*The tasks*
A - Translate this sentence from the geometric algebra text into Spanish: "In this second part we will learn about how to create the rotors we want to perform translation, rotation and so on."
B - Continue the geometric algebra text from where it stops.

*Source text*
In the first part of this series we learnt how to create geometric algebras that can represent arbitrary objects. In this second part we will learn about how to create the rotors we want to perform translation, rotation and so on.

With each pair of basis vectors we can form a bivector. The bivector can be exponentiated which results in a rotor that, when an object is sandwiched with it, will perform one of three operations depending on what the bivector$B$squares to:

$B^2$	$e^{tB}$	Sandwich action on vector
-1	$\cos (t)+B\sin (t)$	Rotates between B's two vectors
0	$1+tB$	Translates orthogonal to B's two vectors
+1	$\cosh (t)+B\sinh (t)$	Boosts between B's two vectors

Let's take a look at ordinary 3-space GA. We have three basis vectors$e_x,e_y,e_z$that each square to +1. We have three bivectors$e_{xy},e_{yz},e_{xz}$that each square to -1. Thus the bivectors perform a rotation in their planes, meaning, between the components of the two basis vectors they are composed of when applied with the sandwich product to a vector.

*Provided material*
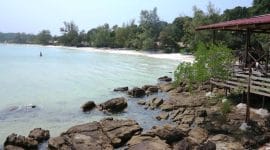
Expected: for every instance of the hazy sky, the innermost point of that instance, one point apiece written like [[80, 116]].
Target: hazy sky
[[32, 16]]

*Expected results*
A - En esta segunda parte aprenderemos cómo crear los rotores que queremos para realizar traslación, rotación, etc.

B -
With a more complicated up function this is no different. The bivectors will still eg. rotate between two components of two basis vectors. The result looks more interesting though. If we have a basis vector for the$x^2$term and another basis vector for a constant term, we can rotate between a parabola and a straight line! This is demonstrated below with an algebra that has 3 basis vectors and corresponding terms in the up function$x^2,y,1$.Here's another example where we rotate an elliptic curve into vertical lines (the algebra can represent vertical line tuples).

If you've seen Steven De Keninck's presentation on dual quaternions you have seen how the rotors arise naturally from viewing the action of the basis vectors as mirrors in the dual view. For example using ordinary 3-space again, each basis vector when applied with the sandwich product will reflect the components along its axis.

As you might have hoped or expected, nothing changes. If we reflect in a basis vector that has an$x^2$coefficient in the up function, sandwiching with that basis vector will reflect in a parabola instead of a line. This is hard to visualize, especially for understanding how the rotors arise from these mirrors but it does all work out the same.

Depending on what our basis vectors square to we will get different squares for the bivectors. This makes it tricky to get all the transformations we want. For example we can't easily get both rotation between$e_1,e_2$and translation orthogonal to it.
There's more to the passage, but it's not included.